What do the lines from the one containing "Spot the canvas" through the end of the entries say? Quote them exactly, and only them.

(Data for the task)
****************************************

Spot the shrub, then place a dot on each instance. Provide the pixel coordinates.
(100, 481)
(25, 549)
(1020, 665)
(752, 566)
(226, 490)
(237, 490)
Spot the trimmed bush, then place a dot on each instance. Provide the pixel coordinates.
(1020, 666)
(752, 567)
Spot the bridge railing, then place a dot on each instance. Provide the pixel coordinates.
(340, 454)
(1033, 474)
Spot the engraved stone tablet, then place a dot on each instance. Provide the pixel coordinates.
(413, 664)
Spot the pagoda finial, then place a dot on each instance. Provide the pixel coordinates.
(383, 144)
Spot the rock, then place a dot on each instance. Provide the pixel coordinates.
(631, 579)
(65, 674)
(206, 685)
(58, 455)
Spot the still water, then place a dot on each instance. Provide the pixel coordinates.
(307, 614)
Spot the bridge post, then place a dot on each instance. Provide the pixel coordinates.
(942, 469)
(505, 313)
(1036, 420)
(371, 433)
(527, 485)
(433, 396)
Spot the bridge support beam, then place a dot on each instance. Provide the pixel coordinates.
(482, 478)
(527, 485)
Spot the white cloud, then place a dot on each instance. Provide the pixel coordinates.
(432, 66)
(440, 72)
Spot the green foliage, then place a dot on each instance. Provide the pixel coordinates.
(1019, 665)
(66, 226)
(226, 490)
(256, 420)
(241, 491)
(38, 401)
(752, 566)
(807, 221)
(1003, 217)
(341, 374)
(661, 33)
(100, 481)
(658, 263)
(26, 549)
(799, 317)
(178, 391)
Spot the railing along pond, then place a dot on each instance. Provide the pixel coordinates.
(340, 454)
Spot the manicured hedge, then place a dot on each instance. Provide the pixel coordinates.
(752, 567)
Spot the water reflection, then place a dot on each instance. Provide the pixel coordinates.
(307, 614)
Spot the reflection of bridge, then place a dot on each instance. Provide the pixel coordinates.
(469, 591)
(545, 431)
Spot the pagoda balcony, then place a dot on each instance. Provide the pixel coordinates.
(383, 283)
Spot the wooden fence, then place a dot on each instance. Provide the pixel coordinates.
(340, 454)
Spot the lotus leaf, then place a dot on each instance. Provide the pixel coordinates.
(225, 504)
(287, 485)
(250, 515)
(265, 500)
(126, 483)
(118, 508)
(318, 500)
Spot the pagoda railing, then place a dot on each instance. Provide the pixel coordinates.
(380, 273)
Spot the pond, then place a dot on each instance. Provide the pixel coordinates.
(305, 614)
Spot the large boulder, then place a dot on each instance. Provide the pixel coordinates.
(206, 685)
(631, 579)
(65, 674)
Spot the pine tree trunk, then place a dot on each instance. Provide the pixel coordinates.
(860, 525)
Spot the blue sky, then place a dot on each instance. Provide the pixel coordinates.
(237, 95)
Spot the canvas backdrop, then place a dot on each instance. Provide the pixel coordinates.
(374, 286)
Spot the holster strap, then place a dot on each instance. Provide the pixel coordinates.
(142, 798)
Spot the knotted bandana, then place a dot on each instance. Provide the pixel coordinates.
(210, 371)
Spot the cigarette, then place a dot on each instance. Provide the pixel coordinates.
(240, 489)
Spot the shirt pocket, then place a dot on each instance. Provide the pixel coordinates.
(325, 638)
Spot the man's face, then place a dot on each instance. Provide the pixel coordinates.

****************************************

(Exercise response)
Spot the canvas backdrop, then place a dot on each instance. Provide the pixel coordinates.
(374, 286)
Spot the holster strap, then place a dot on each instance. Provide the pixel coordinates.
(142, 798)
Spot the knotted bandana, then place a dot on each instance. Provide the pixel coordinates.
(210, 371)
Spot the cigarette, then place a dot on each instance. Provide the pixel coordinates.
(240, 489)
Spot the shirt pocket, then place a dot on each instance. Provide the pixel coordinates.
(325, 638)
Spot the man's face, then place a dot on each instance. Provide the pixel coordinates.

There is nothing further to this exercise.